- _AS TUAS TAREFAS_
a) No excerto sobre os prémios de cinema, que filme deu aos irmãos Dardenne o prémio de realização?
b) Dá seguimento ao excerto sobre os prémios de cinema, a partir da última frase.

- _EXCERTO_
+++

A distinção mais consensual terá sido a de Antonio Banderas, como melhor actor, pela sua magnífica interpretação em Dolor y Gloria, de Pedro Almodóvar. O mesmo não se poderá dizer do prémio de melhor actriz para Emily Beecham, em Little Joe, de Jessica Hausner: uma performance segura e competente, sem dúvida, mas que deixou de fora trabalhos incomparavelmente mais complexos, incluindo os de Valerie Pachner (A Hidden Life) ou Noémie Merlant e Adèle Haenel (ambas em Portrait de la Jeune Fille en Fleur).
Enfim, sublinhe-se o regresso de Luc e Jean-Pierre Dardenne ao palmarés, desta vez com o prémio de realização pelo seu admirável Le Jeune Ahmed, retrato íntimo de um jovem manipulado pelas ilusões do fundamentalismo religioso (recorde-se que os irmãos Dardenne já receberam várias distinções em Cannes, incluindo duas Palmas de Ouro).

+++

- _LINHAS DE DADOS_
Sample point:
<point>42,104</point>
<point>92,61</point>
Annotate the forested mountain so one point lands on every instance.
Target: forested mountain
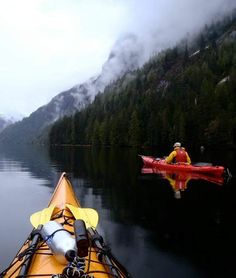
<point>34,129</point>
<point>186,93</point>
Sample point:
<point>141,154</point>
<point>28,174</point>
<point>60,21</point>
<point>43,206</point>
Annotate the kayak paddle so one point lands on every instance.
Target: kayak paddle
<point>90,216</point>
<point>42,217</point>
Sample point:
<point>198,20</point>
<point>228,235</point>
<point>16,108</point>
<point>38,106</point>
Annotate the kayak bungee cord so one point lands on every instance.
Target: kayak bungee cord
<point>76,268</point>
<point>64,242</point>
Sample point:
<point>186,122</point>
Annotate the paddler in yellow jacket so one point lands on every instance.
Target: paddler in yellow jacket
<point>178,155</point>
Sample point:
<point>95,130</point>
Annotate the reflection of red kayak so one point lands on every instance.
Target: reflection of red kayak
<point>160,164</point>
<point>181,176</point>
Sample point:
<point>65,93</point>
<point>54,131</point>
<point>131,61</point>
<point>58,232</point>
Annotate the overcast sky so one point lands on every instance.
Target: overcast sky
<point>48,46</point>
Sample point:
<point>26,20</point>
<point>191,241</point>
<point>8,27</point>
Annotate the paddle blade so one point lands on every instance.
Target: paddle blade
<point>88,215</point>
<point>42,217</point>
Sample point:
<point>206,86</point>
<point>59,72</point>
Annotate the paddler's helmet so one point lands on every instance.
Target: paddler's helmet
<point>177,144</point>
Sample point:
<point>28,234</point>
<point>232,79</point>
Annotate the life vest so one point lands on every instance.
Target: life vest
<point>181,156</point>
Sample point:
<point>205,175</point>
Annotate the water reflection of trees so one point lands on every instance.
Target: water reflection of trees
<point>115,174</point>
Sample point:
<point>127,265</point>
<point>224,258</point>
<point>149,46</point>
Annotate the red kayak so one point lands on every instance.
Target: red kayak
<point>160,164</point>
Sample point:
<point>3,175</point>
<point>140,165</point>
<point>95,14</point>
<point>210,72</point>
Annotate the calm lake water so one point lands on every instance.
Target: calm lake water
<point>153,232</point>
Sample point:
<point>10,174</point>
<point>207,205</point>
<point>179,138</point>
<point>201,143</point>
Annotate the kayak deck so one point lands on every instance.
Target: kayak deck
<point>35,259</point>
<point>161,164</point>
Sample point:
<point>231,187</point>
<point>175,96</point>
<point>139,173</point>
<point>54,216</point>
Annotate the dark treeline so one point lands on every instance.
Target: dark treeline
<point>185,93</point>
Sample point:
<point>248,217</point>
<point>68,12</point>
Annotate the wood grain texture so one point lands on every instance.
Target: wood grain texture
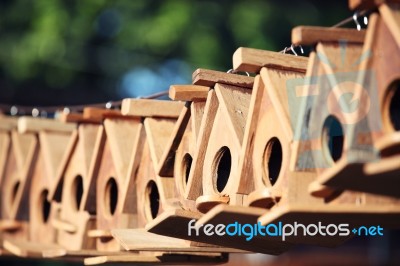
<point>252,60</point>
<point>310,35</point>
<point>209,78</point>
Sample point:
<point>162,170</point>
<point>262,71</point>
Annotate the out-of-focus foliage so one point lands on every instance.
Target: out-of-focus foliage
<point>66,52</point>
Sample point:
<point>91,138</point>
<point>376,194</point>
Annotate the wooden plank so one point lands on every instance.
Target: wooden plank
<point>141,240</point>
<point>235,102</point>
<point>5,144</point>
<point>209,78</point>
<point>374,177</point>
<point>77,118</point>
<point>227,214</point>
<point>188,92</point>
<point>99,113</point>
<point>175,259</point>
<point>100,233</point>
<point>8,123</point>
<point>310,35</point>
<point>390,13</point>
<point>151,108</point>
<point>31,124</point>
<point>197,112</point>
<point>252,60</point>
<point>166,166</point>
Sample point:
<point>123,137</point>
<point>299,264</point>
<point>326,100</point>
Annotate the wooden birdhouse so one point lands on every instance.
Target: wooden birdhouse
<point>10,179</point>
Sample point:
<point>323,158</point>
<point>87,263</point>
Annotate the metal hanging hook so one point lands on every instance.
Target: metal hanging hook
<point>355,18</point>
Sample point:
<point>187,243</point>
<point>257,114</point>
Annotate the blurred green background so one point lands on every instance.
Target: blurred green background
<point>55,52</point>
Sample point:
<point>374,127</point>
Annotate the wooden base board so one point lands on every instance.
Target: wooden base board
<point>227,214</point>
<point>331,214</point>
<point>141,240</point>
<point>375,177</point>
<point>183,259</point>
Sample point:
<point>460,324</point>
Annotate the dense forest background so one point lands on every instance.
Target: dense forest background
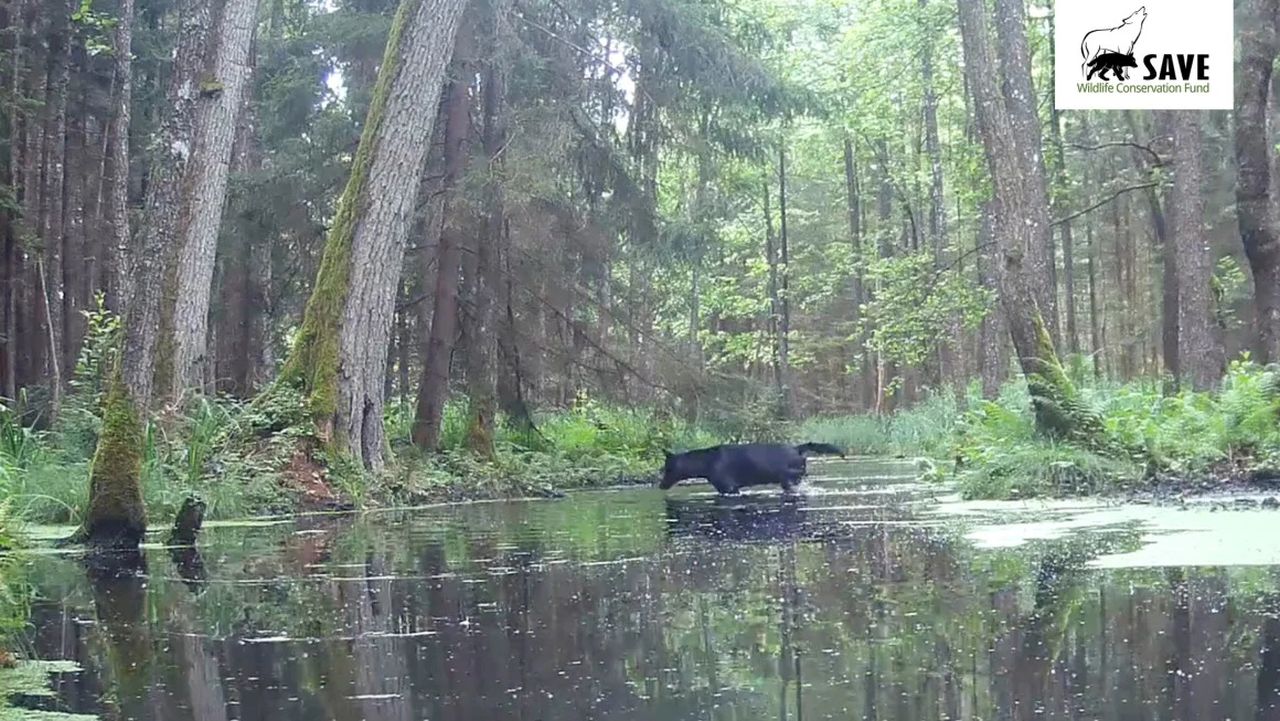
<point>714,209</point>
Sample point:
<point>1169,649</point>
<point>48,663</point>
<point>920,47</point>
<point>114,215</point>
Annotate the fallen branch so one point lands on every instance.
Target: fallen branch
<point>1104,201</point>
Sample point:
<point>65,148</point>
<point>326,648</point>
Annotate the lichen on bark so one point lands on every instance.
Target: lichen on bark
<point>312,364</point>
<point>339,357</point>
<point>117,516</point>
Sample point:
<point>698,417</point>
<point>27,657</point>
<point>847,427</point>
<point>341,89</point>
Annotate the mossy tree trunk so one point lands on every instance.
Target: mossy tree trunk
<point>1200,351</point>
<point>117,518</point>
<point>222,97</point>
<point>483,347</point>
<point>118,162</point>
<point>1256,210</point>
<point>115,515</point>
<point>1027,154</point>
<point>434,383</point>
<point>1018,202</point>
<point>339,356</point>
<point>158,237</point>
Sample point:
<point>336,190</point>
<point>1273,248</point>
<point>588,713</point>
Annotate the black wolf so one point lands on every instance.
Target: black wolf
<point>1115,63</point>
<point>731,468</point>
<point>1119,39</point>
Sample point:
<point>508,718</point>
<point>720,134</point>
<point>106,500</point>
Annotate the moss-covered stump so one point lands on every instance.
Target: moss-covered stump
<point>117,518</point>
<point>1060,413</point>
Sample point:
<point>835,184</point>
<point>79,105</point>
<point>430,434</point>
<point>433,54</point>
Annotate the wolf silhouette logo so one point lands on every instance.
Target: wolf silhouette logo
<point>1100,48</point>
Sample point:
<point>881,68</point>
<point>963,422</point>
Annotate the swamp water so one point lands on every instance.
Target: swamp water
<point>869,597</point>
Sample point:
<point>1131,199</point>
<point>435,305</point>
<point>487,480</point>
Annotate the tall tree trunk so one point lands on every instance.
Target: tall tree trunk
<point>1061,205</point>
<point>159,236</point>
<point>1256,208</point>
<point>483,334</point>
<point>1200,354</point>
<point>117,516</point>
<point>118,163</point>
<point>12,258</point>
<point>1019,205</point>
<point>785,324</point>
<point>33,333</point>
<point>433,386</point>
<point>341,351</point>
<point>222,99</point>
<point>1096,345</point>
<point>949,343</point>
<point>771,258</point>
<point>853,204</point>
<point>76,290</point>
<point>1168,252</point>
<point>991,334</point>
<point>1020,101</point>
<point>54,194</point>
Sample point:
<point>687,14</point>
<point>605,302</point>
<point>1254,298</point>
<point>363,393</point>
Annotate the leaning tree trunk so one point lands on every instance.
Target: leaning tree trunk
<point>222,96</point>
<point>785,274</point>
<point>433,386</point>
<point>158,238</point>
<point>115,515</point>
<point>1256,211</point>
<point>1019,232</point>
<point>1020,103</point>
<point>771,259</point>
<point>118,183</point>
<point>1200,352</point>
<point>483,333</point>
<point>341,352</point>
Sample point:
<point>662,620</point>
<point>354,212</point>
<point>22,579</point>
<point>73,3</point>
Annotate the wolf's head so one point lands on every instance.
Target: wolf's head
<point>1137,17</point>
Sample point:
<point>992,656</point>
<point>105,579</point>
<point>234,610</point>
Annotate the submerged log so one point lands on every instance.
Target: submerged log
<point>186,526</point>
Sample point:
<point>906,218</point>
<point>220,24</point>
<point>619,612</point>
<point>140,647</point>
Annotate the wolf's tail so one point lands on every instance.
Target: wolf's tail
<point>819,450</point>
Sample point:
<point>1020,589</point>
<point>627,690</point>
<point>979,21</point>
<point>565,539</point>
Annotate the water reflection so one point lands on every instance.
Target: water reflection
<point>636,605</point>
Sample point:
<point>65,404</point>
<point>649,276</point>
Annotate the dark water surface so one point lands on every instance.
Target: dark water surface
<point>846,603</point>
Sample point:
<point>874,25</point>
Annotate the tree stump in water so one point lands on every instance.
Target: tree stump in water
<point>186,526</point>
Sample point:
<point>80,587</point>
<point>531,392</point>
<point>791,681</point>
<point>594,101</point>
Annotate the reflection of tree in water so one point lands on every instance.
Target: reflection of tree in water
<point>570,621</point>
<point>119,605</point>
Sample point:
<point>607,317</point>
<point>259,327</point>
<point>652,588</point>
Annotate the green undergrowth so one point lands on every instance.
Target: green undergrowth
<point>588,445</point>
<point>991,448</point>
<point>259,457</point>
<point>1146,437</point>
<point>924,429</point>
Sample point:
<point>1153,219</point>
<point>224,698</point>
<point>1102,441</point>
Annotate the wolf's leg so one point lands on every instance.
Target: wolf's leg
<point>723,484</point>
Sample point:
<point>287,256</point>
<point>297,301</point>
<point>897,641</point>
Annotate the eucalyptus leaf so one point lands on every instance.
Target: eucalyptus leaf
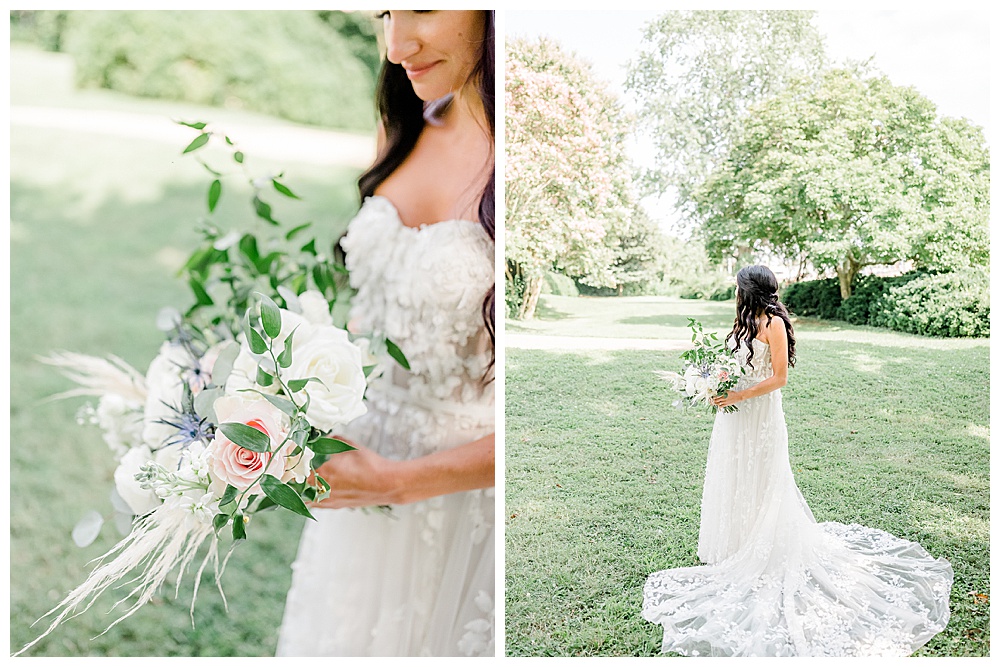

+++

- _RESPOSTAS POR TAREFA_
a) Le Jeune Ahmed.

b)
Para a história, registe-se também a presença brasileira no palmarés com Bacurau, de Kleber Mendonça Filho e Juliano Dornelles, título que recebeu o Prémio do Júri (ex-aequo com o francês Os Miseráveis, de Ladj Ly). Tendo em conta que outro título brasileiro, A Vida Invisível de Eurídice Gusmão, de Karim Aïnouz, já arrebatara o prémio principal da secção paralela “Un Certain Regard”, o mínimo que se pode dizer é que este foi um festival em que o Brasil marcou pontos importantes nos circuitos internacionais.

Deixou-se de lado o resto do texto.